### TEXTO A LER

>>>

Sem apetite algum e a cair de cansaço, Allan
Pettersson (1911-1980) falava da cama de um hospital aos jornalistas: “Nesta
espécie de túnel em que vivo, não há ninguém. Nem Deus, nem nada que se pareça.
Existo eu, inexoravelmente só. Se quiserem, há uma vontade – uma força que jorra
de um condenado.” Referia-se às suas novas sinfonias – a décima e a
décima-primeira, cujos contornos esboçou internado enquanto recuperava de
doenças do fígado e via agudizar-se a artrite reumatóide de que há anos
padecia. Como afirmou um dia a Leif Aare, o seu biógrafo: “A música que faço
reflete a minha própria vida, as suas bênçãos e maldições.” Daí tanto se falar
em catarse a seu respeito. Num documentário, “Sangen om livet” (ou “A Canção da
Vida”), o seu irmão conta como lhe era difícil levantar-se da cama de manhã, de
tantas dores, mas que assim que se sentava na secretária a compor o seu sofrimento
parecia esvanecer-se. “Ainda mantenho um horário de expediente”, declarava
Pettersson. “Graças à minha imaginação e à minha capacidade de abstração, chego
a esquecer-me deste absoluto inferno em que vivo. Mas claro que, quando acabo
de trabalhar, cá estou eu, novamente velho e doente. E aí vou-me completamente
abaixo.”
Em 1968, quando a sua sétima sinfonia se estreou, não se podia
imaginar um compositor mais desligado do seu tempo, mas a verdade é que
Pettersson não estava assim tão distante do Stockhausen de “Aus den sieben
Tagen”, em que o alemão sugeria coisas como “Toca uma vibração no ritmo do teu
próprio corpo”. Claro que a sua música não se escutava em Darmstadt – aliás,
nem aí, nem em praticamente lugar algum. E 50 anos depois não se pode dizer que
o caso tenha mudado de figura. Daí a importância deste ciclo de gravações com a
integral da sua extraordinária obra sinfónica, uma daquelas raras vias de
acesso à música contemporânea que as patrulhas de vanguarda não sentiam
necessidade de rigorosamente vigiar. Talvez encontrassem aqui mais dor que a que
seriam capazes de suportar ou talvez este lugar fosse solitário demais – porque
esta quinta e esta sétima são de partir o coração.

<<<

### DADOS FORNECIDOS
>>>

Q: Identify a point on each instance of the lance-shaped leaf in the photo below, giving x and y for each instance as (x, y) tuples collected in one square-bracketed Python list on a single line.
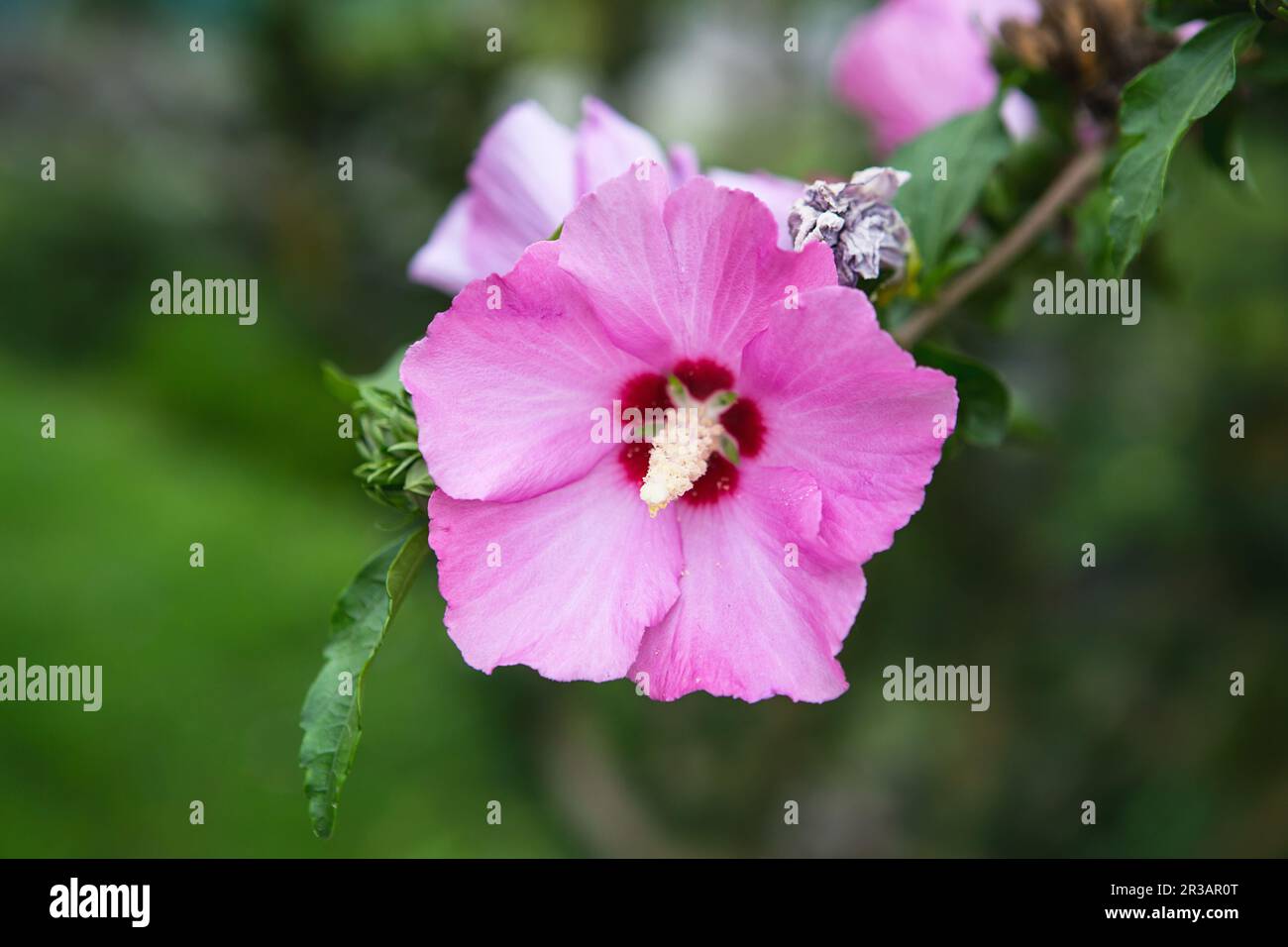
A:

<<<
>>>

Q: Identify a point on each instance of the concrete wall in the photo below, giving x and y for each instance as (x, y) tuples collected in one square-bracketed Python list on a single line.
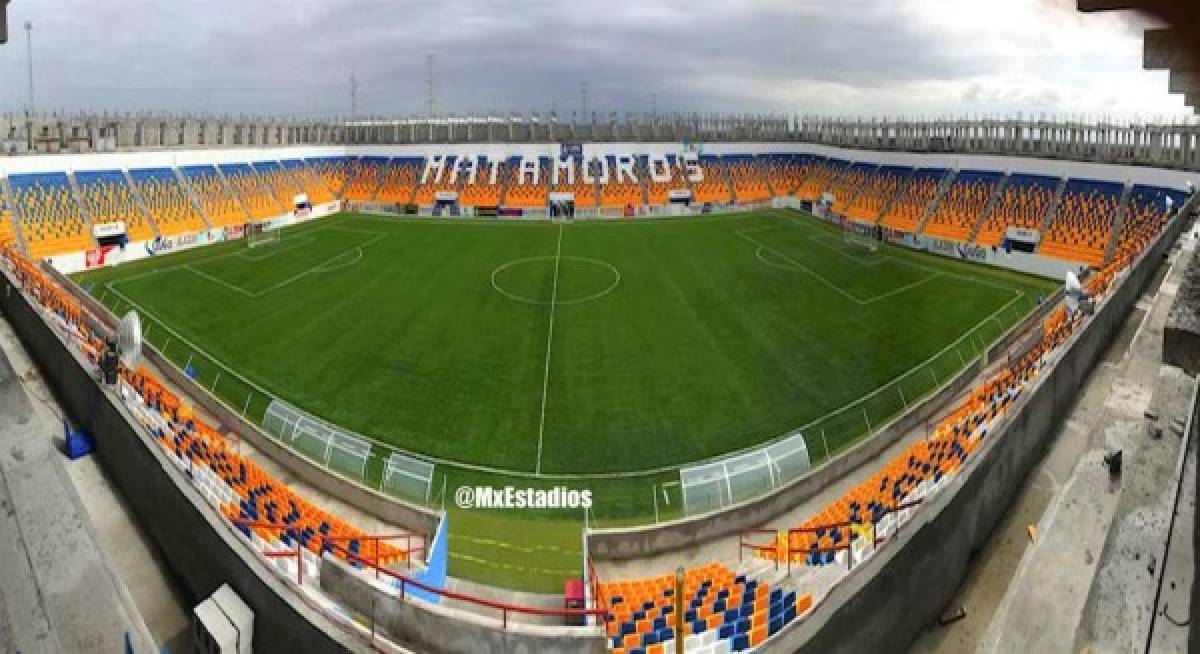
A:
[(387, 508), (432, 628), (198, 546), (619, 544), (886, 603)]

<<<

### O QUE FAZER
1/ Enumera todas as sinfonias de Pettersson que o texto sobre Allan Pettersson refere pelo número.
2/ Reproduz, tal como está no texto sobre Allan Pettersson, o trecho que vai de "Em 1968, quando" a "partir o coração.".
Não é preciso consultar as linhas.

### RESPOSTAS
1/ A décima, a décima-primeira, a sétima e a quinta.

2/
Em 1968, quando a sua sétima sinfonia se estreou, não se podia
imaginar um compositor mais desligado do seu tempo, mas a verdade é que
Pettersson não estava assim tão distante do Stockhausen de “Aus den sieben
Tagen”, em que o alemão sugeria coisas como “Toca uma vibração no ritmo do teu
próprio corpo”. Claro que a sua música não se escutava em Darmstadt – aliás,
nem aí, nem em praticamente lugar algum. E 50 anos depois não se pode dizer que
o caso tenha mudado de figura. Daí a importância deste ciclo de gravações com a
integral da sua extraordinária obra sinfónica, uma daquelas raras vias de
acesso à música contemporânea que as patrulhas de vanguarda não sentiam
necessidade de rigorosamente vigiar. Talvez encontrassem aqui mais dor que a que
seriam capazes de suportar ou talvez este lugar fosse solitário demais – porque
esta quinta e esta sétima são de partir o coração.